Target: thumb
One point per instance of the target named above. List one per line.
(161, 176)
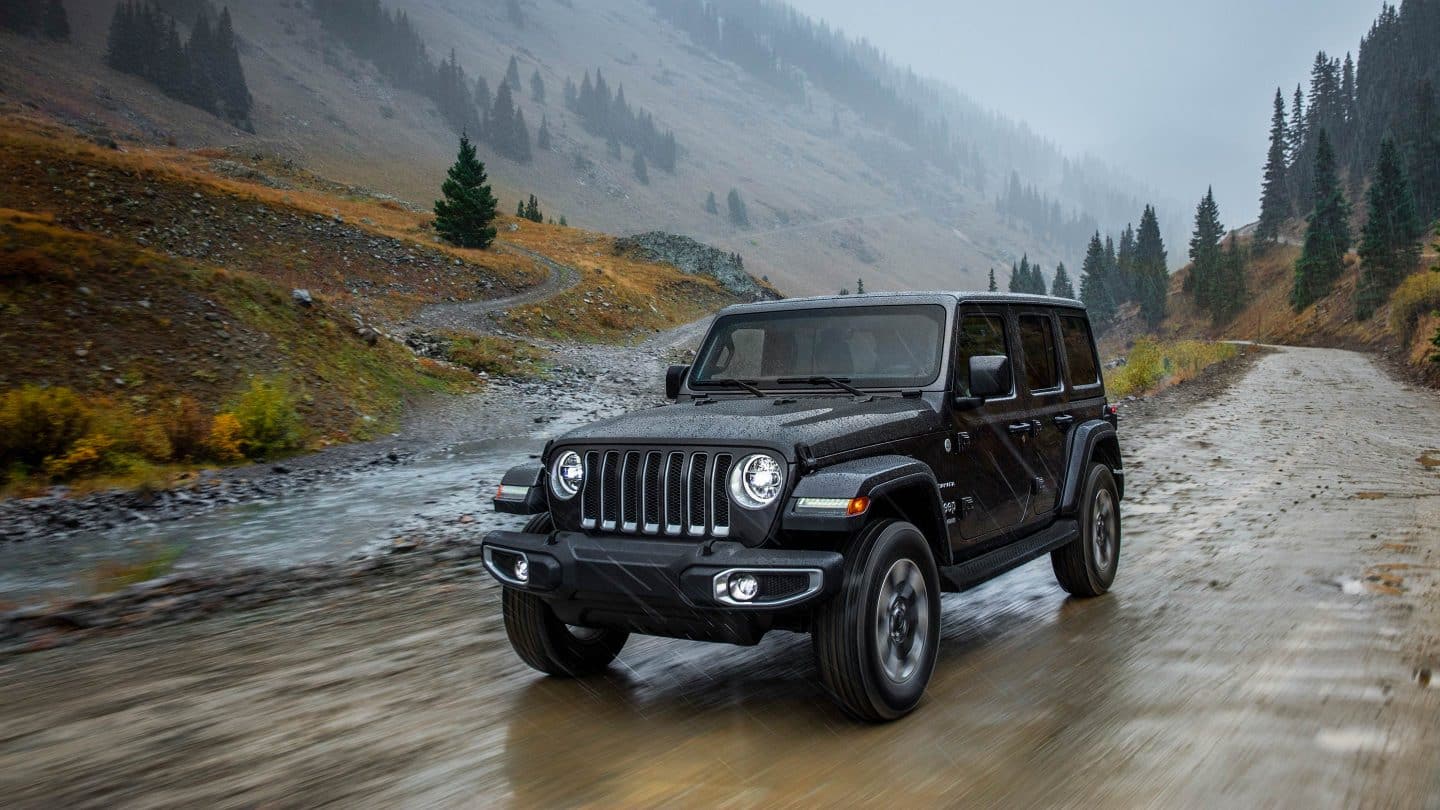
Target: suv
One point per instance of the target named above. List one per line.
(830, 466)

************

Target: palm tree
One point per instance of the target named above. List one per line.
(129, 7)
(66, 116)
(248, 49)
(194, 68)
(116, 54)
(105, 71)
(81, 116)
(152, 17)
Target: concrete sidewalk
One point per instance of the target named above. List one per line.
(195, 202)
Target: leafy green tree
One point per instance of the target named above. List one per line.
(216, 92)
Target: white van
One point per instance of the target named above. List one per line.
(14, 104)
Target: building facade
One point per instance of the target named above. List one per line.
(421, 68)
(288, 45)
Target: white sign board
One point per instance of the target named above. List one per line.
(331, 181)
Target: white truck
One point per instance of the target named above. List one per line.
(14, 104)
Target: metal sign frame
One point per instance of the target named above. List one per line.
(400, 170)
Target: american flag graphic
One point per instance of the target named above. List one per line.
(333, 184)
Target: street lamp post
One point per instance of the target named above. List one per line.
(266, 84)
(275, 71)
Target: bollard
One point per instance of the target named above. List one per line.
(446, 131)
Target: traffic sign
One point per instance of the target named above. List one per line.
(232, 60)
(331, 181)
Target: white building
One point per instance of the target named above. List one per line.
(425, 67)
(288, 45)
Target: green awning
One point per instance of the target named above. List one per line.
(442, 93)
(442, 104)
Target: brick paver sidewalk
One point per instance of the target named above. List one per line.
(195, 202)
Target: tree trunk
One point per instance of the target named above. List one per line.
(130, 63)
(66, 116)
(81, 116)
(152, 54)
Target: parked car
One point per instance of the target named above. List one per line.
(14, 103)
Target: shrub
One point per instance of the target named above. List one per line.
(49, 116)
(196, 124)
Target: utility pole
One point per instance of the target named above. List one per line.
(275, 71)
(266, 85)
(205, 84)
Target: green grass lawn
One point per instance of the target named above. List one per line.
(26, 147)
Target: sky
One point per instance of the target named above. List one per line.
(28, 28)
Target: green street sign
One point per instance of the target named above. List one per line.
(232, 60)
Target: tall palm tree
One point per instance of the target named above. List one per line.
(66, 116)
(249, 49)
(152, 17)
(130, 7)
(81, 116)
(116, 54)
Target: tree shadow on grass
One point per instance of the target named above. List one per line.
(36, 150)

************

Exercise prompt: Gather every line from the material above that contains the word "grass", and copy each one out in full.

Answer to the exercise:
Target: green grass lawn
Target: tree shadow on grass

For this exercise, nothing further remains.